Fragmento proporcionado:
────────

Cuando el senador Jorge Lavandero hizo su entrada en la cámara todas las miradas se dirigieron hacia él. “¿Dónde están?”, rezaba una gran lona de plástico que envolvía su cuerpo y en la que era posible leer los nombres de cientos de desaparecidos.

Aquel 11 de marzo de 1998, el general Augusto Pinochet estrenaba su condición de senador vitalicio. Habían pasado ya ocho años desde que, tras salir derrotado en un plebiscito para decidir sobre su continuidad al frente del país, el comandante en jefe del ejército chileno había transigido con el retorno de la democracia.

Pero la acción de Lavandero suponía una muestra más de las muchas heridas que aún permanecían abiertas en un país que había optado por dejar atrás los desmanes de 17 años de dictadura para favorecer una transición lo menos desgarradora posible.

Más de 3.000 crímenes –entre muertos y desaparecidos- habían quedado sin culpables por mor de las leyes de amnistía con las que los propios responsables de la dictadura militar se habían blindado ante la justicia chilena antes de ceder el poder.

Más de 3.000 crímenes habían quedado sin culpables por mor de las leyes de amnistía con que se había blindado el dictador

Esa seguridad interna, que permitía a Pinochet asistir impasible, con una leve sonrisa de desdén perfilada en su rostro, a los tumultos que ocasionaba su presencia en el Senado, contrastaba, en cambio, con las iniciativas que, en distintos países, procuraban que aquellos delitos no quedaran impunes.

Entre éstos, España ocupaba un lugar destacado. Sería un jurista valenciano, Joan Garcés, quien más empeño pondría en que la Justicia española investigara las masacres cometidas por los responsables de la dictadura chilena. Garcés había sido un asesor muy cercano al presidente Salvador Allende y testigo directo del derrocamiento de éste a manos de Pinochet. Al producirse el asalto al Palacio de La Moneda, el propio Allende exhortó a Garcés a escapar y “contar al mundo lo que ha ocurrido”.

────────

Material de trabajo:
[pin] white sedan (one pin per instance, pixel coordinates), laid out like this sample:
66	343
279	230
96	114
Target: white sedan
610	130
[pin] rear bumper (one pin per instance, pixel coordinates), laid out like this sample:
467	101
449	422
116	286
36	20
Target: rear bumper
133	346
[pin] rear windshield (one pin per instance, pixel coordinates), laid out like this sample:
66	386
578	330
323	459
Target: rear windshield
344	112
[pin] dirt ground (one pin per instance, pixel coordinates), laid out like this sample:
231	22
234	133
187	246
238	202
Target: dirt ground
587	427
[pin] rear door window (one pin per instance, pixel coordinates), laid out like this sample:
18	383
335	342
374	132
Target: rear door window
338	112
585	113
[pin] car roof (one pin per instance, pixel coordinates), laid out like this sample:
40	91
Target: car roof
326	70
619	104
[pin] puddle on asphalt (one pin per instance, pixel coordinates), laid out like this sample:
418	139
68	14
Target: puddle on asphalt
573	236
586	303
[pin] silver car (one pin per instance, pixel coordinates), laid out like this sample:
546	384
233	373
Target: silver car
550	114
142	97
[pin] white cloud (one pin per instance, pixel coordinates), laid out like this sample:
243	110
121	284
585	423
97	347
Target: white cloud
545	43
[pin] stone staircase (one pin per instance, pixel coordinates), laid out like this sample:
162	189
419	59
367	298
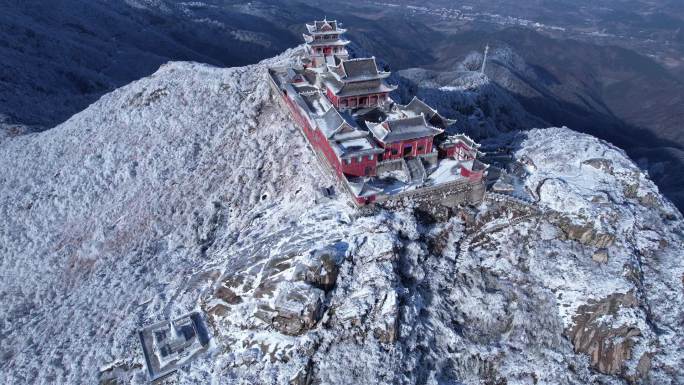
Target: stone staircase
416	170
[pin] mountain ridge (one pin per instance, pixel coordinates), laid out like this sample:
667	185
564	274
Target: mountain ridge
191	190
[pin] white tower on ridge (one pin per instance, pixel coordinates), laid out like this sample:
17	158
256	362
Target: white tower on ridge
484	61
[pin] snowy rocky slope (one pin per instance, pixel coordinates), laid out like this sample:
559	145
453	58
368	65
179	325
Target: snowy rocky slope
192	190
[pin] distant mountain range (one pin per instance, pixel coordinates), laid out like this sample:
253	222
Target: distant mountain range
57	60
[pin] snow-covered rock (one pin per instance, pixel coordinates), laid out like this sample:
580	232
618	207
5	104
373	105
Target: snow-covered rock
192	190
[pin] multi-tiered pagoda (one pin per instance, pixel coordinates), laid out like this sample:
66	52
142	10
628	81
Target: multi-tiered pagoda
378	148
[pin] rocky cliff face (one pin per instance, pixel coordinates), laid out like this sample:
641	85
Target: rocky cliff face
191	189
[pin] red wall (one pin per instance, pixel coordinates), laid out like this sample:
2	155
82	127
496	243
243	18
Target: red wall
399	147
472	175
332	97
356	168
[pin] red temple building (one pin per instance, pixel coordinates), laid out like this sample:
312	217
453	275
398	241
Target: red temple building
378	148
324	43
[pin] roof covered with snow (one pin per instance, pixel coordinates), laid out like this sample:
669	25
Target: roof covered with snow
391	131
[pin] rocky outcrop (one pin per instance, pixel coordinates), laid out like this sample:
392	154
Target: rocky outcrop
609	345
585	234
605	165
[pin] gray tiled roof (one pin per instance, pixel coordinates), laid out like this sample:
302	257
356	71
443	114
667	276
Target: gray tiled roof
358	88
403	129
418	107
360	68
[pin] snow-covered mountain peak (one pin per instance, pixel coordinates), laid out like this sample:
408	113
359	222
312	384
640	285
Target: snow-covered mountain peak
191	189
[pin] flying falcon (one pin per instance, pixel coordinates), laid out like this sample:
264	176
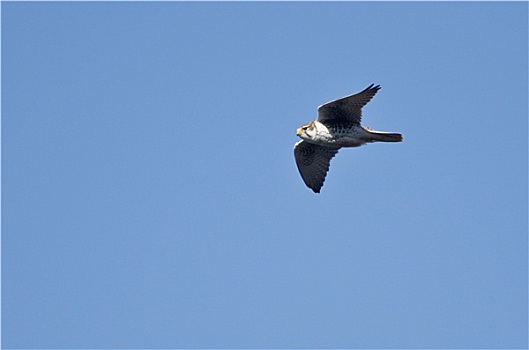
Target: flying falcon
337	126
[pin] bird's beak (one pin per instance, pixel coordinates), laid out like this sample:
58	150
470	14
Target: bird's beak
299	131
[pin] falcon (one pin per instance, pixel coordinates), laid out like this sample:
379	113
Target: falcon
337	126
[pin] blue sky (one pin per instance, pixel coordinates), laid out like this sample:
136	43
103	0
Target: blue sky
150	197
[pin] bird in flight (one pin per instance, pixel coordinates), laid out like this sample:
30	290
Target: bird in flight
337	126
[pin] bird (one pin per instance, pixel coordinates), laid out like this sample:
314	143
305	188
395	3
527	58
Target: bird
338	125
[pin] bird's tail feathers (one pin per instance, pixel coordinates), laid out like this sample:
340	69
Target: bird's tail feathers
385	136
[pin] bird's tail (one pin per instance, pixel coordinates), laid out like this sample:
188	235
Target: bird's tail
385	136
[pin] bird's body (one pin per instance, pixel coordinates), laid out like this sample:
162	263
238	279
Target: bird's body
337	126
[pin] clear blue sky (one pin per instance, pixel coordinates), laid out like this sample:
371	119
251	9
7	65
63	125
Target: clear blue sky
150	197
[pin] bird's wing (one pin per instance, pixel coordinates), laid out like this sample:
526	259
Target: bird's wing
313	163
346	110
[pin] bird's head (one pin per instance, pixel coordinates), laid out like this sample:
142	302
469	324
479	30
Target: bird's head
307	131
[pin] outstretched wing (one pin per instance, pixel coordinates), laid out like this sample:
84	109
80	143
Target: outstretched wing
346	110
313	163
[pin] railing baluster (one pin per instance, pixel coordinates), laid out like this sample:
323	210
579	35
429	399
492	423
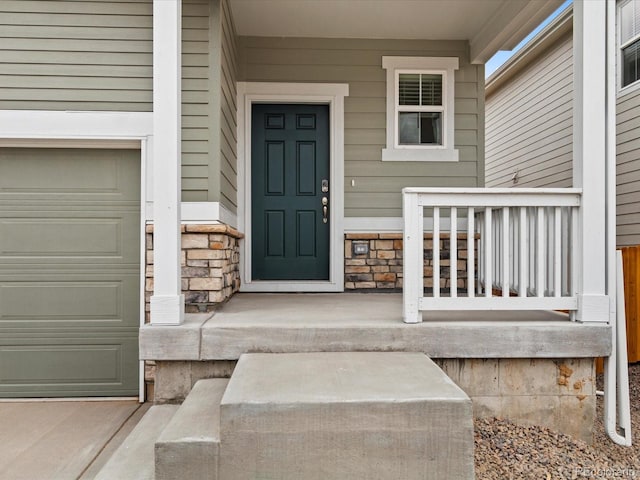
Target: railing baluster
526	244
471	251
480	250
436	252
488	246
557	253
540	258
453	257
505	252
575	268
524	252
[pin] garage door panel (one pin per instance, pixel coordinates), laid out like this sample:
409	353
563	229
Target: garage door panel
69	272
87	303
78	239
39	173
78	366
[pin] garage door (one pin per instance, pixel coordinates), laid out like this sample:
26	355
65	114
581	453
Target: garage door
69	272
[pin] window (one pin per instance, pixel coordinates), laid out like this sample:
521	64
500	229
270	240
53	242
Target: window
629	41
420	102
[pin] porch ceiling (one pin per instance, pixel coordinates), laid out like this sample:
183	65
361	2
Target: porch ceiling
489	25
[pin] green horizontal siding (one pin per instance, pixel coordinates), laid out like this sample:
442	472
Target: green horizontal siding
359	63
97	56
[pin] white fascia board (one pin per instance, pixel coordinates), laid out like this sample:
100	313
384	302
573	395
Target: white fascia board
71	124
508	26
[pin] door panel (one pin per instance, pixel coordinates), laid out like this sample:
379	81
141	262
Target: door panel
290	158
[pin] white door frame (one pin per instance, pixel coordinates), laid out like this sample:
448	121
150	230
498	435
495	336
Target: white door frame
331	94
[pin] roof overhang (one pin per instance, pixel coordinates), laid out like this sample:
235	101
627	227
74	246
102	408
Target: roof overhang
488	25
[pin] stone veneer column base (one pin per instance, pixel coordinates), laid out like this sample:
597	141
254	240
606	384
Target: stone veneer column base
554	393
381	268
210	265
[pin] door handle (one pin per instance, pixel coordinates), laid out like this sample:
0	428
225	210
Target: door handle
325	209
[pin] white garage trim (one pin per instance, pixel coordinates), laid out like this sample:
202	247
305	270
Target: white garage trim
109	130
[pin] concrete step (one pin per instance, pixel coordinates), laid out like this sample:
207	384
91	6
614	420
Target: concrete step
134	460
188	447
333	416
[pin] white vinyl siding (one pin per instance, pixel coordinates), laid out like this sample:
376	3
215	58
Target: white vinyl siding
535	137
376	192
529	123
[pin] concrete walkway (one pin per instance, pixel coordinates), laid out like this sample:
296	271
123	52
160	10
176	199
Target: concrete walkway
62	440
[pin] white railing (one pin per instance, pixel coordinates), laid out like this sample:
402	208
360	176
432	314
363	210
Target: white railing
520	246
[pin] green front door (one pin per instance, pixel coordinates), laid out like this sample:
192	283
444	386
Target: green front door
290	192
69	272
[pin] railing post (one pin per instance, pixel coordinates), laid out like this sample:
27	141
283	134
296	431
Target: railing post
413	257
589	156
167	302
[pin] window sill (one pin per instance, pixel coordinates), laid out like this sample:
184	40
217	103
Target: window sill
419	155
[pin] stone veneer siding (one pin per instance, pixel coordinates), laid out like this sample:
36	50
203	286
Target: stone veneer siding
210	266
381	268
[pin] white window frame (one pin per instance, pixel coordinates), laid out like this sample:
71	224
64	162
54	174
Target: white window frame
445	66
632	87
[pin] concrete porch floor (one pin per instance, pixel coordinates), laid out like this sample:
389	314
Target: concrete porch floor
342	322
62	439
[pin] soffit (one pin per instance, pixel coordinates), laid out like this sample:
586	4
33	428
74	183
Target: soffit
489	25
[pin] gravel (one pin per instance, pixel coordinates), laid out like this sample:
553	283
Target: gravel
504	450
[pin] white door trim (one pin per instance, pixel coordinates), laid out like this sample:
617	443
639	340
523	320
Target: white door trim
331	94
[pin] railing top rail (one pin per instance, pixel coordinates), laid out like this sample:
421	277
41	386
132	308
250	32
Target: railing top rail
495	197
493	191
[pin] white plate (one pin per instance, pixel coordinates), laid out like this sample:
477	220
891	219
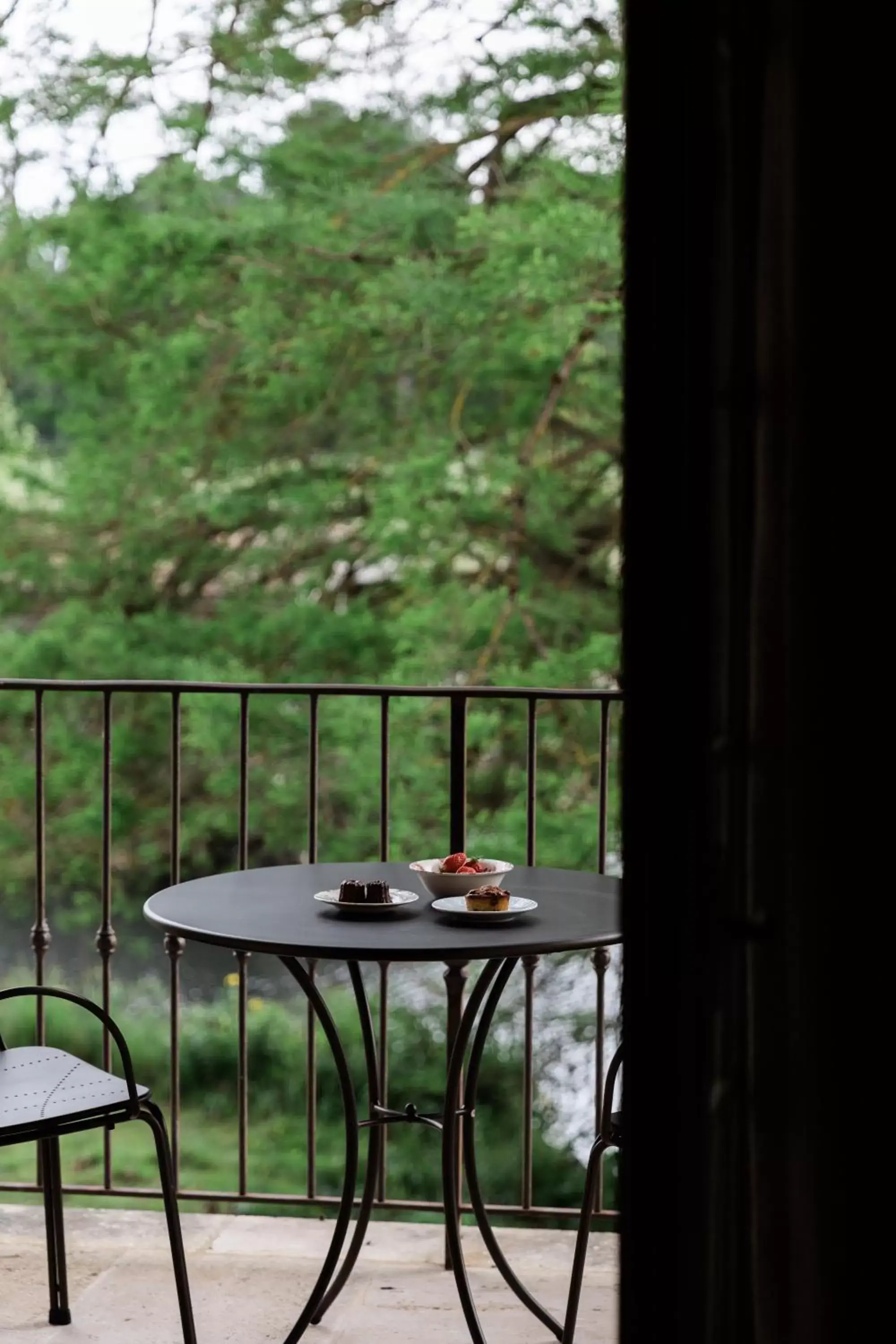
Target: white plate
456	906
374	908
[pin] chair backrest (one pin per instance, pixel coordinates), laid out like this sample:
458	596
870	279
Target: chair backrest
115	1031
609	1090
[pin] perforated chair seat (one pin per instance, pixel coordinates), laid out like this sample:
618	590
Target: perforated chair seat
47	1094
39	1084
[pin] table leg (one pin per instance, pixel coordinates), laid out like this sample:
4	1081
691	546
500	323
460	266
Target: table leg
469	1156
345	1217
450	1125
374	1147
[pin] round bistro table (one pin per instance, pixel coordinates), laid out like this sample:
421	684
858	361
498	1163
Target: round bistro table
272	910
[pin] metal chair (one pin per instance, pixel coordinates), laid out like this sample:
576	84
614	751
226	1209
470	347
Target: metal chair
46	1093
610	1136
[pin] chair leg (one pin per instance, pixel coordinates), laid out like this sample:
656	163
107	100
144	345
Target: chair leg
52	1172
582	1238
152	1116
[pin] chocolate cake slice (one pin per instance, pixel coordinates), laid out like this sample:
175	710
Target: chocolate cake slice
488	898
353	892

────────

Ejercicio A:
Reúne cada fila en la que aparezca la cadena "base", teniendo en cuenta mayúsculas y minúsculas.
Ejercicio B:
Escribe la continuación del texto sobre Pinochet y los crímenes de la dictadura chilena, empezando justo después de su última frase.

Respuesta final A:
[pin] stone veneer column base (one pin per instance, pixel coordinates), laid out like this sample:
Target: stone veneer column base

Respuesta final B:
Las iniciativas de Garcés acabarían encontrando cierto eco entre los sectores más progresistas de la judicatura española. Y bajo la dirección del fiscal Carlos Castresana y de los jueces Manuel García Castellón y Baltasar Garzón, una causa iniciada para indagar sobre las víctimas españolas de la dictadura acabaría extendiéndose a todos los crímenes impunes del régimen, en lo que pasaba a plantearse como una acción de justicia universal, en pro de los derechos humanos.

“Así, por vez primera, los chilenos y las familias de los fallecidos de otras nacionalidades dispusieron de una posible solución legal con la que romper el escudo de impunidad que había creado Pinochet para sí mismo y sus generales”, apunta Peter Kornbluh, en Pinochet: Los archivos secretos (Crítica, 2004).

La tarea no resultaba sencilla. Dentro de la propia judicatura española se abrió un agrio debate entre quienes consideraban que España no tenía potestad para juzgar delitos cometidos fueras de sus fronteras y quienes argumentaban que las violaciones muy graves contra los derechos humanos eran perseguibles en todo tiempo y lugar.

Dentro de la judicatura española se abrió un agrio debate sobre la potestad para juzgar a Pinochet

Esta postura no lo tenía nada fácil. Ni el Gobierno español, presidido entonces por José María Aznar, ni los fiscales principales del Estado y la Audiencia Nacional, Jesús Cardenal y Eduardo Fugairiño, respectivamente, la respaldaban.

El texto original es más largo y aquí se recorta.